■ GOAL ■
Please set out every line of the listing below as a numbered list, leaving out the blank lines.

★ ★ ★

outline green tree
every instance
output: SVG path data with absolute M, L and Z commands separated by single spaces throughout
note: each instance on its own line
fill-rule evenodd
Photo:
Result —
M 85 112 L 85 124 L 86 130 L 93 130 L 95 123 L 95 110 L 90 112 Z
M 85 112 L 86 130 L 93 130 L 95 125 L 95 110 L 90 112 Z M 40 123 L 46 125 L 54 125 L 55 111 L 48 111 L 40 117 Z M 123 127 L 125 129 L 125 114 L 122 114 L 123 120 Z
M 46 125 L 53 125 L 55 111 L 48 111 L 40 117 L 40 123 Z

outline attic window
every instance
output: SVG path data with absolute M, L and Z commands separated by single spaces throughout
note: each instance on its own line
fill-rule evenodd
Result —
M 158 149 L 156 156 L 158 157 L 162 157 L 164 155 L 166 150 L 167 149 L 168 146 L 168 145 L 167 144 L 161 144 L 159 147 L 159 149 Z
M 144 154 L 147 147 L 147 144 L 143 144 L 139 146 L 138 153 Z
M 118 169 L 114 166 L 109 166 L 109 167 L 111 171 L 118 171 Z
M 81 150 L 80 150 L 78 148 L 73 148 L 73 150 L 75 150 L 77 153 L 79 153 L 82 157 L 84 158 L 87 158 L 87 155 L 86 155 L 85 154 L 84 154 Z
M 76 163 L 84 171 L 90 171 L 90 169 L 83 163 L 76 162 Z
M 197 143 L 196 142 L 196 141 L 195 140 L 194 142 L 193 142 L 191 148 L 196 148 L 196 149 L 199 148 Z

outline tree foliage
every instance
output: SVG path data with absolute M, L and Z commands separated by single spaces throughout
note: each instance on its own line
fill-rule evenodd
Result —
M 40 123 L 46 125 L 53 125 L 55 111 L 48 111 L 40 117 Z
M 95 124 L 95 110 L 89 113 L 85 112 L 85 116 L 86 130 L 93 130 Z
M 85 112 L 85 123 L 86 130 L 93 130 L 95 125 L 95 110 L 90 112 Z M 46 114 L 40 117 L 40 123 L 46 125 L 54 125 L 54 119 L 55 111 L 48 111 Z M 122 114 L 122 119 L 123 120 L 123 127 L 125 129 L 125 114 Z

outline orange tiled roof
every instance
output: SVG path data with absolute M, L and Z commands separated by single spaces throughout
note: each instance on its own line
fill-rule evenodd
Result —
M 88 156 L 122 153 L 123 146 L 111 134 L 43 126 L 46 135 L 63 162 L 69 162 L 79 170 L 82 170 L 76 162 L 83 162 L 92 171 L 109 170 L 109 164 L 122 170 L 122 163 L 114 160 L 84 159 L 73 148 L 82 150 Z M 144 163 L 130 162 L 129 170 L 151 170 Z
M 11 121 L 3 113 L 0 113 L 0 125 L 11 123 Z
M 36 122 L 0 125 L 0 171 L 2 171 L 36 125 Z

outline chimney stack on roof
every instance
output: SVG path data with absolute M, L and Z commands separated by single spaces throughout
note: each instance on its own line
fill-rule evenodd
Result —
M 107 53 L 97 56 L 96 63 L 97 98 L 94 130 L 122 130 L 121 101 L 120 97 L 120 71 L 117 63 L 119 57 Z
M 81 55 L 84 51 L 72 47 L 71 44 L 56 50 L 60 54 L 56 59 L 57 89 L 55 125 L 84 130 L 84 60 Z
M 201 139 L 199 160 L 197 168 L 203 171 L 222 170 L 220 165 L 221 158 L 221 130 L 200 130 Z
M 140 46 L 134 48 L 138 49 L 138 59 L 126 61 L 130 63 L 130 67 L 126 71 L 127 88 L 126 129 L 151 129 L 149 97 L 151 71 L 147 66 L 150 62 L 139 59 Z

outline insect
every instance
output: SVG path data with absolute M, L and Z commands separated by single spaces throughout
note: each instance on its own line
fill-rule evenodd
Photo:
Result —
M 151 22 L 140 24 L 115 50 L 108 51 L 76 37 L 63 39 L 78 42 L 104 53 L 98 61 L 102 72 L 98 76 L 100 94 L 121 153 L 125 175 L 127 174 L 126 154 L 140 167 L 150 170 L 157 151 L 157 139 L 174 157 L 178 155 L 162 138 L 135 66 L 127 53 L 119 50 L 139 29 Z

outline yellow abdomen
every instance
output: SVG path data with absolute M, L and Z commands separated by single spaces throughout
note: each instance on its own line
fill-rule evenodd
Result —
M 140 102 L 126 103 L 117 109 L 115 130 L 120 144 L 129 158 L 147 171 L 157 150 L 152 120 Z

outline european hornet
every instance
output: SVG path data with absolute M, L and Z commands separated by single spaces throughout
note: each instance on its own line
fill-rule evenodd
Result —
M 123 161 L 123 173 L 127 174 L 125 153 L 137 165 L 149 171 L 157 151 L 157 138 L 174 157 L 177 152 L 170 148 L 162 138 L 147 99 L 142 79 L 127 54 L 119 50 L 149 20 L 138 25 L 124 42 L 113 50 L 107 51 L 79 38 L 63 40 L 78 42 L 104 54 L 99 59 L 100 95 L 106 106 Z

★ ★ ★

■ RESULT OF THIS TASK ■
1. outline green tree
2. every instance
3. output: SVG path data with absolute M, L and Z commands separated by single spaces throughout
4. note: each instance on its own line
5. fill-rule evenodd
6. Photo:
7. Result —
8. M 85 112 L 85 124 L 86 130 L 93 130 L 95 123 L 95 110 L 90 112 Z
9. M 85 112 L 86 130 L 93 130 L 95 125 L 95 110 L 90 112 Z M 40 123 L 46 125 L 54 125 L 55 111 L 48 111 L 40 117 Z M 123 127 L 125 129 L 125 114 L 122 114 L 123 120 Z
10. M 46 125 L 53 125 L 55 111 L 48 111 L 40 117 L 40 123 Z
11. outline attic window
12. every instance
13. output: SVG path data with absolute M, L and Z commands separated by single spaces throughout
14. note: each instance on its own line
15. fill-rule evenodd
16. Result —
17. M 158 149 L 156 156 L 158 157 L 162 157 L 164 155 L 166 150 L 167 149 L 168 146 L 168 145 L 167 144 L 161 144 L 159 147 L 159 149 Z
18. M 144 154 L 147 147 L 147 144 L 143 144 L 139 146 L 138 153 Z
19. M 118 169 L 114 166 L 109 166 L 109 167 L 111 171 L 118 171 Z
20. M 81 150 L 80 150 L 78 148 L 73 148 L 73 150 L 75 150 L 77 153 L 79 153 L 82 157 L 84 158 L 87 158 L 87 155 L 86 155 L 85 154 L 84 154 Z
21. M 76 163 L 84 171 L 90 171 L 90 169 L 83 163 L 76 162 Z
22. M 197 143 L 196 142 L 196 141 L 195 140 L 194 142 L 193 142 L 191 148 L 196 148 L 196 149 L 199 148 Z
23. outline tree foliage
24. every instance
25. output: SVG path data with absolute M, L and Z commands separated by single spaces throughout
26. note: each instance on its own line
27. fill-rule evenodd
28. Result —
29. M 40 123 L 46 125 L 53 125 L 55 111 L 48 111 L 40 117 Z
30. M 95 124 L 95 110 L 89 113 L 85 112 L 85 116 L 86 130 L 93 130 Z
31. M 85 112 L 85 123 L 86 130 L 93 130 L 95 125 L 95 110 L 90 112 Z M 46 114 L 40 117 L 40 123 L 46 125 L 54 125 L 54 119 L 55 111 L 48 111 Z M 122 114 L 122 119 L 123 120 L 123 127 L 125 129 L 125 114 Z
32. outline orange tiled roof
33. every instance
34. output: SVG path data with absolute M, L and Z commands separated by single spaces throughout
35. note: each instance on its own line
36. fill-rule evenodd
37. Result —
38. M 88 156 L 122 153 L 123 146 L 111 134 L 43 126 L 46 135 L 63 162 L 69 162 L 79 170 L 82 170 L 76 162 L 83 162 L 92 171 L 109 170 L 109 164 L 122 170 L 122 163 L 114 160 L 84 159 L 73 148 L 82 150 Z M 144 163 L 130 162 L 129 170 L 151 170 Z
39. M 11 121 L 3 113 L 0 113 L 0 125 L 11 123 Z
40. M 36 122 L 0 125 L 0 171 L 2 171 L 36 125 Z
41. outline chimney stack on roof
42. every instance
43. output: SVG path data with absolute M, L and Z commands separated by single spaces throughout
44. note: each instance on its own line
45. fill-rule evenodd
46. Result —
47. M 107 53 L 97 56 L 96 63 L 97 98 L 94 130 L 122 130 L 121 101 L 120 97 L 120 71 L 117 63 L 119 57 Z
48. M 81 55 L 84 51 L 72 47 L 71 44 L 56 50 L 60 54 L 56 59 L 57 89 L 55 125 L 84 130 L 84 60 Z
49. M 201 139 L 199 160 L 197 168 L 203 171 L 222 170 L 220 165 L 221 158 L 221 130 L 200 130 Z
50. M 140 46 L 134 48 L 138 49 L 138 59 L 126 61 L 130 63 L 130 67 L 126 71 L 127 88 L 126 129 L 151 129 L 149 97 L 151 71 L 147 66 L 150 62 L 139 59 Z
51. outline insect
52. every instance
53. output: SVG path data with absolute M, L and Z commands separated by single spaces throughout
54. note: each instance on its own line
55. fill-rule evenodd
56. Photo:
57. Result —
58. M 151 22 L 140 24 L 115 50 L 108 51 L 76 37 L 63 39 L 78 42 L 104 53 L 98 61 L 102 72 L 98 76 L 100 94 L 121 153 L 125 175 L 127 174 L 126 154 L 140 167 L 150 170 L 157 151 L 157 139 L 174 157 L 178 155 L 162 138 L 135 66 L 127 53 L 119 50 L 139 29 Z
59. outline yellow abdomen
60. every instance
61. output: SVG path data with absolute M, L and Z commands separated by single spaces throughout
62. note: each instance on its own line
63. fill-rule evenodd
64. Result —
65. M 140 102 L 126 103 L 117 109 L 115 130 L 120 144 L 129 158 L 147 171 L 157 150 L 152 120 Z
66. outline european hornet
67. every instance
68. output: SVG path data with absolute M, L and Z commands separated by single spaces throughout
69. note: each instance on its own line
70. fill-rule evenodd
71. Result —
72. M 123 161 L 123 173 L 127 174 L 125 153 L 137 165 L 149 171 L 157 151 L 157 138 L 174 157 L 177 152 L 170 148 L 162 138 L 147 99 L 142 79 L 127 54 L 119 50 L 149 20 L 138 25 L 124 42 L 113 50 L 107 51 L 79 38 L 63 40 L 78 42 L 104 54 L 99 59 L 100 95 L 106 106 Z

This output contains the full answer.